--- Dataset records ---
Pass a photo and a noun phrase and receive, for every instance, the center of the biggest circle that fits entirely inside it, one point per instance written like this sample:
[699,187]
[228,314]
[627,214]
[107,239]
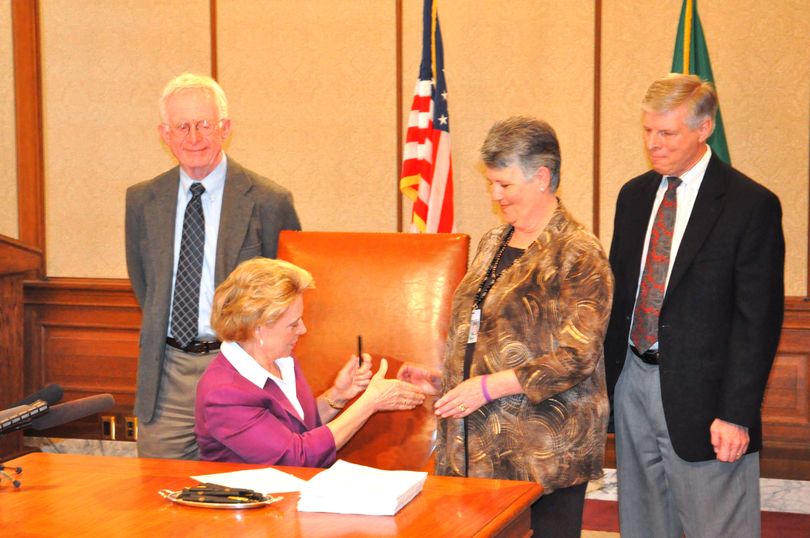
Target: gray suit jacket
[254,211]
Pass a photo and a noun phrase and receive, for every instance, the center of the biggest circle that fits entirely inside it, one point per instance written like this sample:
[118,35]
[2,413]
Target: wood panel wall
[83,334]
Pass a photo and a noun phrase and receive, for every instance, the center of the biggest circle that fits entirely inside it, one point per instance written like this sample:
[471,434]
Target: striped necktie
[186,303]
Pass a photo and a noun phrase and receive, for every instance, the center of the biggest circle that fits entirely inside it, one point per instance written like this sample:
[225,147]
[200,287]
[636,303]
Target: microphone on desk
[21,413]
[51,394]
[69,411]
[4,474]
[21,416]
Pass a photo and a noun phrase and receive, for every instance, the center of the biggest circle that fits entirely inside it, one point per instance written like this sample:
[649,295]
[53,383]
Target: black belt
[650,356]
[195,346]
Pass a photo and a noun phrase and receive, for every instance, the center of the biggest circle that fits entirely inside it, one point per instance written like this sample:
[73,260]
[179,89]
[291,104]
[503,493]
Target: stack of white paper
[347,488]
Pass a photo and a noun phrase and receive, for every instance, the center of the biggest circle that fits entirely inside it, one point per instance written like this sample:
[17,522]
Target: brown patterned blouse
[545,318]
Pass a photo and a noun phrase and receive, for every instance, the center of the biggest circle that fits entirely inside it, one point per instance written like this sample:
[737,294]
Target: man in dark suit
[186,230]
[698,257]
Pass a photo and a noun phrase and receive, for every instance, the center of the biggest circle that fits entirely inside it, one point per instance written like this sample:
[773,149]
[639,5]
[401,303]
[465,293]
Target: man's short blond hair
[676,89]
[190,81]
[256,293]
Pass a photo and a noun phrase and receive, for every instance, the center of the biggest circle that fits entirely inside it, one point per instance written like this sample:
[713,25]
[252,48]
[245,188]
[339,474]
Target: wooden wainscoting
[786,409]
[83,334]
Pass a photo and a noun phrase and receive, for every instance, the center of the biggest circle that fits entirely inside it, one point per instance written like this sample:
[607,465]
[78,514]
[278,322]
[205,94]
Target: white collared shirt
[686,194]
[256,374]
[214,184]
---
--- Dataset records ---
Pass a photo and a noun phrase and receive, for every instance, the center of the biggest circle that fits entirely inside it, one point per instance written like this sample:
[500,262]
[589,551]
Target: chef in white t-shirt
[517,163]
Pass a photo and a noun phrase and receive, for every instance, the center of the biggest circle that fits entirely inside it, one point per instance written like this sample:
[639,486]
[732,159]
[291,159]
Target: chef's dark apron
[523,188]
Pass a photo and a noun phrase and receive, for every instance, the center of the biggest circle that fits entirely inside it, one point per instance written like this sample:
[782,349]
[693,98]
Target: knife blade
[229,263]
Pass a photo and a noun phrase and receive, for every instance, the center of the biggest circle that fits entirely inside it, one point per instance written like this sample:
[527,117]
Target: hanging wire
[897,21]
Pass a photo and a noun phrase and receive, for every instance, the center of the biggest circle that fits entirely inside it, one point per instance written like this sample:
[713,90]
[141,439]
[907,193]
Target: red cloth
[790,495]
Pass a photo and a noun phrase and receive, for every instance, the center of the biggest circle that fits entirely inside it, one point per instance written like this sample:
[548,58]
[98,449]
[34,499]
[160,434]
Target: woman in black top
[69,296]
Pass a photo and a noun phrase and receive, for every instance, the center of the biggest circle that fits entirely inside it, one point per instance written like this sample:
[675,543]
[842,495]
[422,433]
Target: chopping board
---
▶ **Brief**
Pick out every line in the rows above that contains the word "dark", matching case exactly, and copy each of those lines.

▶ **Exercise answer**
Target: man in dark suit
Target: chef's dark apron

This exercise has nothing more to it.